A força veio da família, principalmente do marido.
"Eu tava chorando na cama e ele falou 'Mari, vou te dar 5 minutos pra chorar. Chora tudo o que você tem que chorar. Depois de 5 minutos, você vai falar tudo o que você está sentindo, que a gente vai resolver, a gente vai procurar as soluções'", lembra.
Agora, é com tranquilidade que Mariana lembra sua trajetória como paciente oncológica, dentro da van que nos levava de Gramado para Porto Alegre, no Rio Grande do Sul, após a realização da Academia para Mídia e Pacientes com Informação e Ciência 2023 (AMPIC 2023), no 17º Congresso Câncer de Mama de Gramado. Foram cerca de 70 minutos de conversa, da saída do hotel até a chegada no aeroporto.
====================
## Tarefas a fazer
a) Liste todos os nomes de cidades e estados que aparecem no relato sobre Mariana, sem repetir nenhum.
b) Diga se cada afirmação concorda com o relato sobre Mariana, respondendo sim ou não e citando as palavras do texto que decidem: (i) A conversa durou cerca de 70 minutos. (ii) O marido deu 10 minutos para Mariana chorar. (iii) A van seguia de Porto Alegre para Gramado.
c) Escreva a continuação do relato sobre Mariana a partir da última frase.

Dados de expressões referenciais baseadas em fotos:
====================
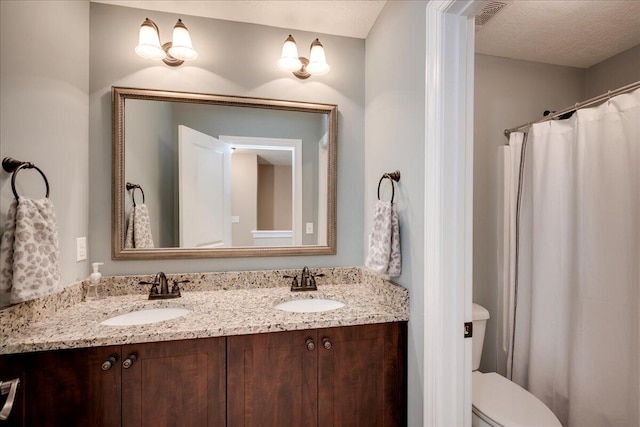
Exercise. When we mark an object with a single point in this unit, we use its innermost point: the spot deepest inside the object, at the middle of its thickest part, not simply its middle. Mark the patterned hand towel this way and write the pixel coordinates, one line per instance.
(138, 228)
(29, 254)
(384, 241)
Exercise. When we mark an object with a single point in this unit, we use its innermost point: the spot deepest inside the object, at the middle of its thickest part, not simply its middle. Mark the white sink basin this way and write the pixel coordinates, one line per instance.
(310, 305)
(146, 316)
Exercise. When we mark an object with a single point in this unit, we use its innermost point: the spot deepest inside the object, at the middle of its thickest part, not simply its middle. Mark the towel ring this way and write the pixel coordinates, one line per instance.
(391, 176)
(14, 166)
(133, 187)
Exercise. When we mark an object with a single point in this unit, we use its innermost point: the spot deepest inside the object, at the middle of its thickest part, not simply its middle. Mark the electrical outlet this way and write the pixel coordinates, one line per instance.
(81, 248)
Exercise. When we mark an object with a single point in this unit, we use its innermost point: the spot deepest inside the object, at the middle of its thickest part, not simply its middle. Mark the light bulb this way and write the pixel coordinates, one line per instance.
(181, 47)
(289, 59)
(149, 41)
(317, 61)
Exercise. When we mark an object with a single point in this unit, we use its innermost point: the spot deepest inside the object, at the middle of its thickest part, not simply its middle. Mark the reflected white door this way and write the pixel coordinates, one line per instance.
(204, 190)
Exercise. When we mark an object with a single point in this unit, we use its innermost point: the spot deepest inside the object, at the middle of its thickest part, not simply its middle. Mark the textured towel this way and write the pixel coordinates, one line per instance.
(29, 254)
(138, 228)
(384, 241)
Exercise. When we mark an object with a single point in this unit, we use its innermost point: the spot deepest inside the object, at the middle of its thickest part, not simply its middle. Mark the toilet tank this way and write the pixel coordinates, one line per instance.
(480, 316)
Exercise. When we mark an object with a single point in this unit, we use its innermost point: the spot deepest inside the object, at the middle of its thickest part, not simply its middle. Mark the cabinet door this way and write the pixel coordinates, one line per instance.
(361, 371)
(176, 383)
(272, 379)
(70, 388)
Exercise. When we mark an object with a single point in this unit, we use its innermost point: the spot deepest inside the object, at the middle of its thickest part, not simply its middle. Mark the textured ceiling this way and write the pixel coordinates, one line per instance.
(351, 18)
(573, 33)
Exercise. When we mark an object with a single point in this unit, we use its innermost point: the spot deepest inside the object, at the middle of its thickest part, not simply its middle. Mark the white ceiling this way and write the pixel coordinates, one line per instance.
(573, 33)
(576, 33)
(351, 18)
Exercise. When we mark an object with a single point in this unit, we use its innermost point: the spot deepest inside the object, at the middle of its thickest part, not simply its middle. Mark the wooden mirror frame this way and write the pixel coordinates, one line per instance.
(120, 94)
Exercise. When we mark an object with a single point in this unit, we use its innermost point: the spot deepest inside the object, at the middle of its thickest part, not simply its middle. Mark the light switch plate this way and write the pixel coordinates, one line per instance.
(81, 248)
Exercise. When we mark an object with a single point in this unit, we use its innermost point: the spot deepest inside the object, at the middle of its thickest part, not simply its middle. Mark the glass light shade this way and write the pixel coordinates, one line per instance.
(181, 47)
(317, 60)
(149, 41)
(289, 59)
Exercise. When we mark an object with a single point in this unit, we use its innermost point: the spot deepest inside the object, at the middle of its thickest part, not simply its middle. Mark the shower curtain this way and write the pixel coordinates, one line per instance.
(574, 281)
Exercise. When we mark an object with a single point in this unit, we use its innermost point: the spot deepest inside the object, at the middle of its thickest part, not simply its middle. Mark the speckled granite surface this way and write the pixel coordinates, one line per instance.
(221, 304)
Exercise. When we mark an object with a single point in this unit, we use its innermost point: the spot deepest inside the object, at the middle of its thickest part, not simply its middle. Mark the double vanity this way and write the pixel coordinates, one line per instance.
(236, 348)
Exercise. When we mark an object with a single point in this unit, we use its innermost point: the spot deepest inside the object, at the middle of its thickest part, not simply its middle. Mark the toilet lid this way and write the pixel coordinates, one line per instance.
(508, 404)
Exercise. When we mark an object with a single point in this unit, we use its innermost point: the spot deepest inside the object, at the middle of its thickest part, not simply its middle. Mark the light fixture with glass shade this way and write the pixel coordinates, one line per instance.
(172, 53)
(300, 66)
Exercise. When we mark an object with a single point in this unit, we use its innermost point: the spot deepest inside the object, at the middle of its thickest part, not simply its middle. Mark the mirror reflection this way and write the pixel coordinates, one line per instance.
(221, 176)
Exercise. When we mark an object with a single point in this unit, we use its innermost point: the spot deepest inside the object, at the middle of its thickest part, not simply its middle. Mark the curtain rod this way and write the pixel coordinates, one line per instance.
(577, 106)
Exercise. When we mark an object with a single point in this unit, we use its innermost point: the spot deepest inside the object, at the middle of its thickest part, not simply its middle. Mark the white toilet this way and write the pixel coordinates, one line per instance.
(498, 401)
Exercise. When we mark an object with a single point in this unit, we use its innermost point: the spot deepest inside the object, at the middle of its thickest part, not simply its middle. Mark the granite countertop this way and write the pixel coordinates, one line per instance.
(213, 313)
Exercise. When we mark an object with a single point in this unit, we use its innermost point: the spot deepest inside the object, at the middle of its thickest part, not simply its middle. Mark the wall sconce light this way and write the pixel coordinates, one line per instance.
(172, 53)
(300, 66)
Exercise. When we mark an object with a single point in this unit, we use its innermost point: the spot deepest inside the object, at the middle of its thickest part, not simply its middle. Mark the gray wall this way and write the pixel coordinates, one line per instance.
(394, 131)
(44, 82)
(235, 59)
(615, 72)
(509, 93)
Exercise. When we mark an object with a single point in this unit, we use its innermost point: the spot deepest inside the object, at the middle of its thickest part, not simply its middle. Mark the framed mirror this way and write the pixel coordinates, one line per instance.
(199, 176)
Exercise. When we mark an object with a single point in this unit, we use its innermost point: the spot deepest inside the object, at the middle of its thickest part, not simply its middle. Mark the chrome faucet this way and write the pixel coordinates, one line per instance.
(307, 281)
(163, 293)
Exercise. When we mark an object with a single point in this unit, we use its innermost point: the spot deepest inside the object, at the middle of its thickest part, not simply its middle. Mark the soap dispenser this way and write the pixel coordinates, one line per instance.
(93, 292)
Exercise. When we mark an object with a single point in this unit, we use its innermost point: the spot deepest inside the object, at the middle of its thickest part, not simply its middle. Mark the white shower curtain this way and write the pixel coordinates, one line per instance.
(576, 293)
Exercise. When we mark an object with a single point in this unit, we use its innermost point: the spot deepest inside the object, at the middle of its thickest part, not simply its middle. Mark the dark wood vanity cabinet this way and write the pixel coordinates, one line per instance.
(174, 383)
(347, 376)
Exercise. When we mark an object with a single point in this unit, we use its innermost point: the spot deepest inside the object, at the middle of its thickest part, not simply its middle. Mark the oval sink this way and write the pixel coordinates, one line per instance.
(146, 316)
(310, 305)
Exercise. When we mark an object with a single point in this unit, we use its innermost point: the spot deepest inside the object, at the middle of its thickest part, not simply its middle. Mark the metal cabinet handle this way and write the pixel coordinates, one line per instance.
(8, 387)
(310, 344)
(128, 362)
(107, 364)
(326, 343)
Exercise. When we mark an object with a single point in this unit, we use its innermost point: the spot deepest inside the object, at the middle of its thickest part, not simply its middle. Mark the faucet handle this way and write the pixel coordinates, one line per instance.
(294, 282)
(175, 288)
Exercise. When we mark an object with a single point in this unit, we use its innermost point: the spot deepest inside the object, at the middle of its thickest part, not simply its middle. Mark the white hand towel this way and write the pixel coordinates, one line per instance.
(139, 228)
(29, 254)
(384, 241)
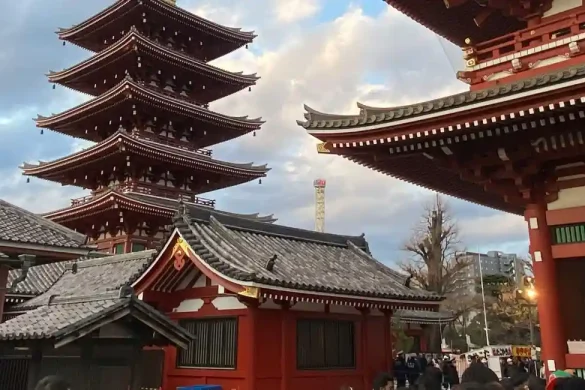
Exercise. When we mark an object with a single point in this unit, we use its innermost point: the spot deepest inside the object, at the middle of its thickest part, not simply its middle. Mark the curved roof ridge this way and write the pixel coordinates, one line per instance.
(129, 83)
(400, 278)
(32, 218)
(152, 201)
(226, 235)
(443, 106)
(120, 136)
(103, 14)
(134, 34)
(212, 245)
(314, 115)
(250, 165)
(27, 166)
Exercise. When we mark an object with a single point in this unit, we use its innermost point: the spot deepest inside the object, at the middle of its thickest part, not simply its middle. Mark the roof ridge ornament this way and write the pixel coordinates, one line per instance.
(182, 209)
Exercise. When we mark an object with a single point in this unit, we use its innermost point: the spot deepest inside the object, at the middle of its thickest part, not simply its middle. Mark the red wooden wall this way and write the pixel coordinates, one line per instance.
(266, 357)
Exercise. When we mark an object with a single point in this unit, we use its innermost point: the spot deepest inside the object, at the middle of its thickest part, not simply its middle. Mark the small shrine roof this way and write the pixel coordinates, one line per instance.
(94, 276)
(423, 316)
(152, 149)
(128, 89)
(303, 260)
(147, 45)
(21, 227)
(379, 118)
(86, 293)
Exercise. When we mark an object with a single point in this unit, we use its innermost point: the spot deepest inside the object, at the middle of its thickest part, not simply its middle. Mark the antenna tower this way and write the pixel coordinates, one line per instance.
(319, 185)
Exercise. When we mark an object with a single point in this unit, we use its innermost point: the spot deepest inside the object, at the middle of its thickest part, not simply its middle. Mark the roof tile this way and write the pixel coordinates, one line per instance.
(21, 226)
(94, 277)
(375, 115)
(304, 260)
(74, 295)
====================
## Respostas por tarefa
a) Gramado, Porto Alegre, Rio Grande do Sul

b)
(i) Sim: "Foram cerca de 70 minutos de conversa"
(ii) Não: "vou te dar 5 minutos pra chorar"
(iii) Não: "da van que nos levava de Gramado para Porto Alegre"

c)
A fadiga, comum a pacientes sob esse tratamento, não a impediu de falar em detalhes sobre deixar a carreira como promotora de saúde para ser comunicadora na área.
Se tornar influenciadora digital, hoje conhecida como 'Mari Anjo Rosa', foi a resposta que encontrou para os questionamentos que surgiram após o diagnóstico.
"Como é que a gente faz para voltar a ter uma vida que não é mais você? Eu pensei na comunidade e falei 'Agora, eu vou dedicar minha vida a esse propósito'. Hoje, não tenho dúvidas", acrescenta.
Mari Anjo Rosa é influenciadora e socialmente engajada
"Desmistificar" é a palavra de ordem para a comunidade Anjo Rosa, que Mari demorou cerca de um ano para tirar do papel. Sobre o conteúdo que produz, ela prefere chamar a si mesma de "engajada", em vez de "ativista".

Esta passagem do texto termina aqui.